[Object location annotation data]
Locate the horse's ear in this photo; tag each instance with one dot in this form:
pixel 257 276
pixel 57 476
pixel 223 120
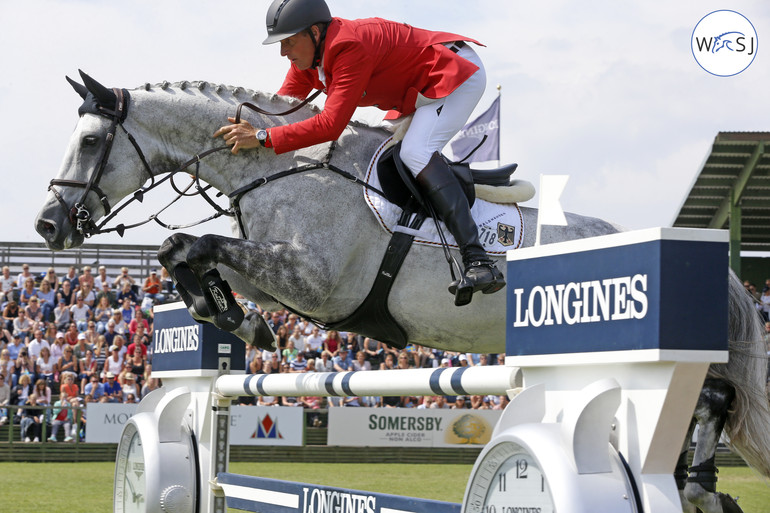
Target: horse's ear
pixel 79 88
pixel 104 97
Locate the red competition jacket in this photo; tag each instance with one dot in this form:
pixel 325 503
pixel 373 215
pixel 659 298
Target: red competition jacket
pixel 371 62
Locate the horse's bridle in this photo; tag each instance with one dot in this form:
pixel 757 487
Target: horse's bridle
pixel 80 217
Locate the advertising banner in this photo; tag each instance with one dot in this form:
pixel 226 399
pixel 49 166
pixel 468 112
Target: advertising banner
pixel 266 425
pixel 249 425
pixel 408 427
pixel 106 421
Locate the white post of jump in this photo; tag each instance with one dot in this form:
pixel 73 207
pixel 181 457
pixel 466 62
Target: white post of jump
pixel 644 311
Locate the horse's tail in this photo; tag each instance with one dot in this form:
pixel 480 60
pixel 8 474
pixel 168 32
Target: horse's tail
pixel 748 424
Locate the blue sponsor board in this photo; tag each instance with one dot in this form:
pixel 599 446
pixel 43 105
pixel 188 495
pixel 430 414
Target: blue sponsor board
pixel 661 289
pixel 180 343
pixel 265 495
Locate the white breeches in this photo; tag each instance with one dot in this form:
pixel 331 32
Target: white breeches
pixel 435 122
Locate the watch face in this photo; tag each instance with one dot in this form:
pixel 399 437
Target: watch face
pixel 130 479
pixel 509 479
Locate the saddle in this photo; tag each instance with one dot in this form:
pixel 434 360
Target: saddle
pixel 372 318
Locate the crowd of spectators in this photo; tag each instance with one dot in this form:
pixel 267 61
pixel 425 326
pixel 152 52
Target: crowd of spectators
pixel 304 347
pixel 69 340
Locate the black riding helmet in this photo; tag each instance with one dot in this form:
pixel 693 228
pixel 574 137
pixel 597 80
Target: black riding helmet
pixel 288 17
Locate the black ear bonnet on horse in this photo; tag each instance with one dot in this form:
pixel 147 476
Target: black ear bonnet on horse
pixel 98 99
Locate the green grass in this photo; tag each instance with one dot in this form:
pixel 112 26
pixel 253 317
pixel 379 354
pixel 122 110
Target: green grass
pixel 87 487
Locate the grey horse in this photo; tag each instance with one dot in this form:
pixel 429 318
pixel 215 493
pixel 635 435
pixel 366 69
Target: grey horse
pixel 305 231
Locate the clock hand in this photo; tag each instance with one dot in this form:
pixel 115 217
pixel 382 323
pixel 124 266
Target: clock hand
pixel 133 494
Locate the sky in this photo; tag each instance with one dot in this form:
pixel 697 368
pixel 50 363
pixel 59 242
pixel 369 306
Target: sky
pixel 607 92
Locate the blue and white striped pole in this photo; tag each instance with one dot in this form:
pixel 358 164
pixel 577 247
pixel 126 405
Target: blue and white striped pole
pixel 480 380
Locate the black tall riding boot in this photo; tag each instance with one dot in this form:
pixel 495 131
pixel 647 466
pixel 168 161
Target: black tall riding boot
pixel 446 195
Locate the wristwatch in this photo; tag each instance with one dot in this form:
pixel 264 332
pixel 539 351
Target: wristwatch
pixel 262 136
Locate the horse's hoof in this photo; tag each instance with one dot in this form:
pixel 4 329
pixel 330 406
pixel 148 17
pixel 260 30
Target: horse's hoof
pixel 225 310
pixel 463 292
pixel 729 505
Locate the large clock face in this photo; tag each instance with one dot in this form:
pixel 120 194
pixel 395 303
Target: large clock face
pixel 130 477
pixel 509 479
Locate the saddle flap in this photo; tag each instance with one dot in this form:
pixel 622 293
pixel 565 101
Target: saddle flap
pixel 500 177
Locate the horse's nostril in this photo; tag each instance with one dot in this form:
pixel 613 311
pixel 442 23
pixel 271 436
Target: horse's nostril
pixel 46 228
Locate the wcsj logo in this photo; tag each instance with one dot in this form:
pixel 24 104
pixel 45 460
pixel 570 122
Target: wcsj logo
pixel 724 43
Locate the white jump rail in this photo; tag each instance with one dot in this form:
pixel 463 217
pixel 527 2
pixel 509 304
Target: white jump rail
pixel 480 380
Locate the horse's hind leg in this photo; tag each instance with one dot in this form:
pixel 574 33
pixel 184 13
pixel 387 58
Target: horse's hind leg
pixel 681 474
pixel 711 414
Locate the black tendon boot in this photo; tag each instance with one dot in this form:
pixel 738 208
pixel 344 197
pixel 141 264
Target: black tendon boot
pixel 445 193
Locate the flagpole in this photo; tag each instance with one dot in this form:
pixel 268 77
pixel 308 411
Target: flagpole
pixel 499 122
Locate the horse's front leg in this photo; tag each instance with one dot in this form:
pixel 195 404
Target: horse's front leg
pixel 711 414
pixel 172 254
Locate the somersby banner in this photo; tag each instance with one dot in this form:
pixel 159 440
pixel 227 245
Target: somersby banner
pixel 407 427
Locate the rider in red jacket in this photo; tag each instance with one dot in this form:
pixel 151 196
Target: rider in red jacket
pixel 436 76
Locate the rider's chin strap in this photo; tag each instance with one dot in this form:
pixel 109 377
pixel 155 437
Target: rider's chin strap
pixel 319 46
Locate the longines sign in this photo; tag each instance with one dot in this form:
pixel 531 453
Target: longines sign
pixel 661 289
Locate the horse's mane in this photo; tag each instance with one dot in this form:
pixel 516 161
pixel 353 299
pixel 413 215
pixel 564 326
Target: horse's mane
pixel 240 94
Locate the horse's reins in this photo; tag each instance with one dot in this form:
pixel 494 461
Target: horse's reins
pixel 80 217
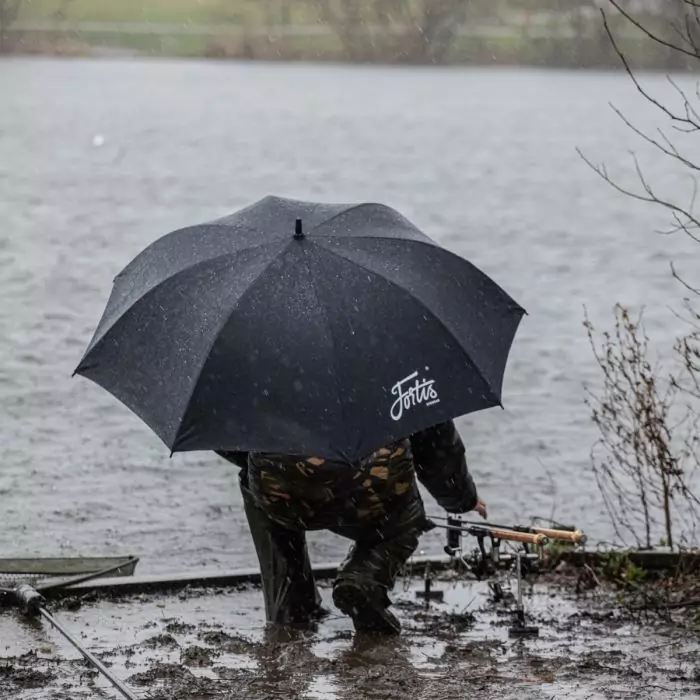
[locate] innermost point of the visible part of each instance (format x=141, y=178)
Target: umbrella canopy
x=301, y=328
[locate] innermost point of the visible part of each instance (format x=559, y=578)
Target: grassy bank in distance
x=485, y=32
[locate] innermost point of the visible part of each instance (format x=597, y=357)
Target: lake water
x=100, y=157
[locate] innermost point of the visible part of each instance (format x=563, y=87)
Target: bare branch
x=649, y=33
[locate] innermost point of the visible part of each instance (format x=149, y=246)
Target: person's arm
x=441, y=467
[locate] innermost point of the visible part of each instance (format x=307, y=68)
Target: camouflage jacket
x=436, y=455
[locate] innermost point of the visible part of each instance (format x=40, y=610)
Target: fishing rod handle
x=576, y=537
x=515, y=536
x=453, y=534
x=29, y=598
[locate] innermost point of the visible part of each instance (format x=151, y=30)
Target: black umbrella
x=301, y=328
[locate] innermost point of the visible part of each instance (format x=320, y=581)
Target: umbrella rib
x=434, y=315
x=227, y=317
x=435, y=246
x=330, y=336
x=355, y=207
x=207, y=261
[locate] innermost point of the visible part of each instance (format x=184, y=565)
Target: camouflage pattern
x=374, y=502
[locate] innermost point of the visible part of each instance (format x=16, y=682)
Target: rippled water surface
x=98, y=158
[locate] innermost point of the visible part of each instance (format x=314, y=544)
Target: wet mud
x=212, y=643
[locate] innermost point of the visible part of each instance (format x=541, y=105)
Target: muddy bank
x=211, y=643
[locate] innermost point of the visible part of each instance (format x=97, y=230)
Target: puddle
x=213, y=644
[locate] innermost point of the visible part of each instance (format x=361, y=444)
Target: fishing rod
x=32, y=603
x=561, y=533
x=483, y=562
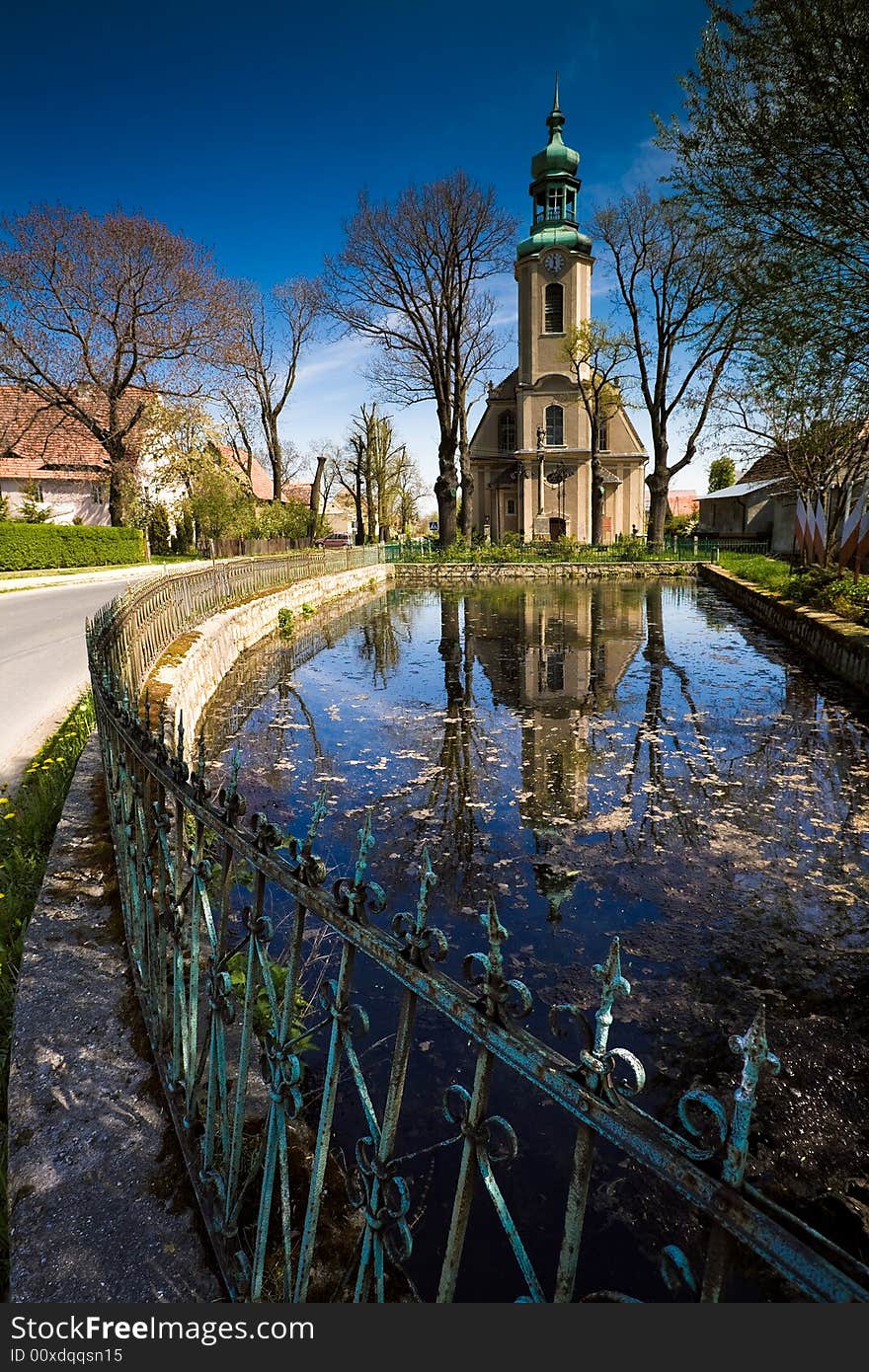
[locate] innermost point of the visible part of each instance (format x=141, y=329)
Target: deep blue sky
x=252, y=127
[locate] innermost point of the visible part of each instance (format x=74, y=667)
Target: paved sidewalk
x=94, y=575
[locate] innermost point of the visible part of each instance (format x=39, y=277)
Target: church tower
x=553, y=265
x=531, y=449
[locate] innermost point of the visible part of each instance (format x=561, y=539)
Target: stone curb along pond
x=186, y=681
x=839, y=647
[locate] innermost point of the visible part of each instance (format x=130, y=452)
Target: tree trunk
x=445, y=492
x=597, y=502
x=315, y=496
x=277, y=461
x=117, y=463
x=357, y=501
x=467, y=481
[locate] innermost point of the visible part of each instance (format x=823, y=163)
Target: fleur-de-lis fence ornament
x=229, y=799
x=352, y=1019
x=495, y=1135
x=283, y=1073
x=257, y=926
x=202, y=787
x=423, y=946
x=221, y=999
x=267, y=836
x=499, y=999
x=597, y=1063
x=309, y=869
x=384, y=1198
x=753, y=1050
x=359, y=899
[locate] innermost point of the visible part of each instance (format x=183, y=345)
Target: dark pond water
x=634, y=759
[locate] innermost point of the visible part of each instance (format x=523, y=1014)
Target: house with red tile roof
x=56, y=456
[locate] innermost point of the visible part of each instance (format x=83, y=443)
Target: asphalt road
x=42, y=664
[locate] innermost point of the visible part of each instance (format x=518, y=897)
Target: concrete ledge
x=449, y=573
x=837, y=645
x=194, y=668
x=99, y=1202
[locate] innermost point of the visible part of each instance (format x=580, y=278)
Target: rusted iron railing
x=234, y=1016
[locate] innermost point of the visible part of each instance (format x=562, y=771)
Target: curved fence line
x=260, y=1045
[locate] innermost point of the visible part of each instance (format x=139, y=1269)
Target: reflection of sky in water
x=611, y=759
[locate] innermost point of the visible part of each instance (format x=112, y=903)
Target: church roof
x=555, y=166
x=556, y=157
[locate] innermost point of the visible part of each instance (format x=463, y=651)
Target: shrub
x=29, y=546
x=183, y=537
x=34, y=507
x=158, y=530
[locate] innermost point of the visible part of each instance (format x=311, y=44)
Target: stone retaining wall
x=449, y=573
x=841, y=648
x=189, y=678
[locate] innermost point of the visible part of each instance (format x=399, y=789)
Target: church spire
x=555, y=187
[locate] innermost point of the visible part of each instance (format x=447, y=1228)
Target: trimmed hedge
x=28, y=546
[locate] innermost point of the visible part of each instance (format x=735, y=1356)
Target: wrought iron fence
x=232, y=1014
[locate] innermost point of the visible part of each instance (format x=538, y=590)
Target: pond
x=632, y=759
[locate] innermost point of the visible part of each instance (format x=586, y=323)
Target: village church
x=531, y=450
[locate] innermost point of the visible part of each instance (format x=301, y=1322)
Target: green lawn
x=28, y=823
x=816, y=586
x=769, y=572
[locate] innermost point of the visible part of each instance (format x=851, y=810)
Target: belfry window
x=507, y=432
x=555, y=425
x=553, y=309
x=555, y=202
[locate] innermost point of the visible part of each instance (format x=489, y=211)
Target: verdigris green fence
x=231, y=1020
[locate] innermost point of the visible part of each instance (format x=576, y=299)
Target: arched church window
x=555, y=425
x=553, y=309
x=507, y=432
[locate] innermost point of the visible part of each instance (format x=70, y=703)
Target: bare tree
x=324, y=456
x=409, y=278
x=597, y=355
x=799, y=404
x=97, y=315
x=682, y=319
x=264, y=357
x=371, y=472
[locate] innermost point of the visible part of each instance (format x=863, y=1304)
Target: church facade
x=531, y=449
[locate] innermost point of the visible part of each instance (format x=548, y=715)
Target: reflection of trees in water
x=671, y=762
x=380, y=640
x=460, y=756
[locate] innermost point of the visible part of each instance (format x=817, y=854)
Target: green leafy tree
x=411, y=277
x=220, y=506
x=684, y=323
x=597, y=355
x=98, y=313
x=722, y=474
x=183, y=539
x=774, y=148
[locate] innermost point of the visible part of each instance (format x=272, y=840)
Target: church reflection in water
x=553, y=656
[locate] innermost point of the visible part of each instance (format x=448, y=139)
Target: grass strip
x=819, y=587
x=28, y=823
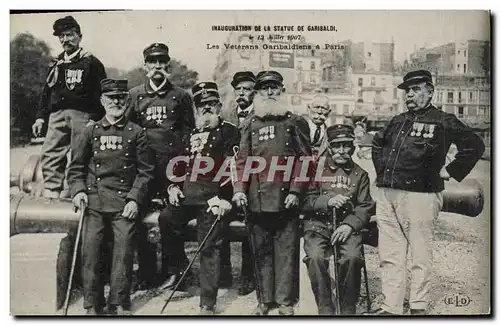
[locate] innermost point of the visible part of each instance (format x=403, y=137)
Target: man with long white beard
x=110, y=173
x=204, y=194
x=277, y=139
x=343, y=190
x=166, y=112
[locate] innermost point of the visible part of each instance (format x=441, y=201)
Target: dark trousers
x=122, y=232
x=318, y=252
x=247, y=266
x=173, y=221
x=275, y=239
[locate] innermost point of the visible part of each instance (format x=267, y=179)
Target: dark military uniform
x=167, y=116
x=113, y=165
x=217, y=144
x=274, y=229
x=350, y=180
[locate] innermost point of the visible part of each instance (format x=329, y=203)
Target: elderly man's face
x=115, y=104
x=319, y=111
x=418, y=96
x=156, y=68
x=244, y=93
x=70, y=40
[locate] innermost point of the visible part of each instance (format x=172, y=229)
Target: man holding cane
x=336, y=208
x=204, y=194
x=110, y=172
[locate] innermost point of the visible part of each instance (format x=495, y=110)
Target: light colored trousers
x=64, y=127
x=405, y=222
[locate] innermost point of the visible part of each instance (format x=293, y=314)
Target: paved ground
x=462, y=269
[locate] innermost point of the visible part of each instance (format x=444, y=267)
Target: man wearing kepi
x=70, y=99
x=409, y=158
x=243, y=84
x=268, y=167
x=205, y=194
x=110, y=172
x=166, y=113
x=341, y=187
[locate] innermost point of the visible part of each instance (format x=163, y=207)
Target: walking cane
x=334, y=268
x=81, y=212
x=254, y=253
x=191, y=263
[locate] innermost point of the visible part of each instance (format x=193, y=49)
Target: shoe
x=206, y=311
x=261, y=310
x=122, y=311
x=247, y=286
x=418, y=312
x=381, y=312
x=285, y=310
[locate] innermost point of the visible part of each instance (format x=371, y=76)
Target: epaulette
x=227, y=122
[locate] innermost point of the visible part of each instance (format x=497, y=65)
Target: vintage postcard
x=250, y=163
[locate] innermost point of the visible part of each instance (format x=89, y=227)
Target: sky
x=118, y=38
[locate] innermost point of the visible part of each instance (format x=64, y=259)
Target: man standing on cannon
x=70, y=99
x=272, y=143
x=166, y=113
x=205, y=194
x=109, y=174
x=409, y=158
x=337, y=206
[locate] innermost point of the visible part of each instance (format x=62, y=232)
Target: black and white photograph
x=321, y=163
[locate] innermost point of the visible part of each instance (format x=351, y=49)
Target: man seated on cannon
x=205, y=193
x=110, y=173
x=337, y=207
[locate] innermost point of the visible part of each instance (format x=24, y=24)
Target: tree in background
x=29, y=65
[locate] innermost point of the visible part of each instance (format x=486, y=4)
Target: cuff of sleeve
x=77, y=188
x=321, y=204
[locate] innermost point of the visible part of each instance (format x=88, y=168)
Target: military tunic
x=166, y=115
x=217, y=144
x=113, y=165
x=274, y=230
x=354, y=182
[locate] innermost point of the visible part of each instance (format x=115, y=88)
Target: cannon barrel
x=30, y=214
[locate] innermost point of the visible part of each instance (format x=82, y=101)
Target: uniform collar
x=333, y=167
x=119, y=124
x=162, y=90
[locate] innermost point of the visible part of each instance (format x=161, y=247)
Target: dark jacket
x=166, y=114
x=77, y=87
x=218, y=145
x=113, y=164
x=273, y=138
x=351, y=181
x=408, y=158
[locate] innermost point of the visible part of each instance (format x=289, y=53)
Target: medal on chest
x=156, y=114
x=198, y=142
x=110, y=142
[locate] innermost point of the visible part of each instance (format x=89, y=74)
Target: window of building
x=450, y=97
x=460, y=111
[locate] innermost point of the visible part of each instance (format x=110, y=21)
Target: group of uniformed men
x=119, y=163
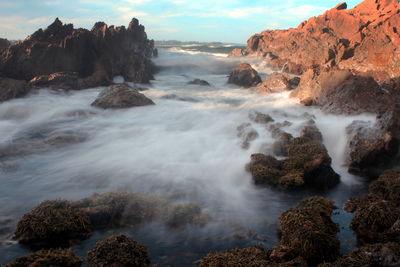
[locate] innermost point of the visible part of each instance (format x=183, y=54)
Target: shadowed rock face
x=80, y=58
x=121, y=96
x=244, y=75
x=363, y=39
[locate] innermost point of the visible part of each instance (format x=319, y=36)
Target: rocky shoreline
x=345, y=70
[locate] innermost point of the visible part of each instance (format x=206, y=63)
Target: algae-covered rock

Challenge: Give the lines from the one containing "(format x=293, y=314)" through the one containing "x=462, y=269", inclusive, as a JSON list of strings with one string per line and any blank lines left out.

Response to this exercise:
[
  "[locate] innermost point of the visible part of each instance (format x=293, y=314)",
  "Target: paved ground",
  "x=462, y=269"
]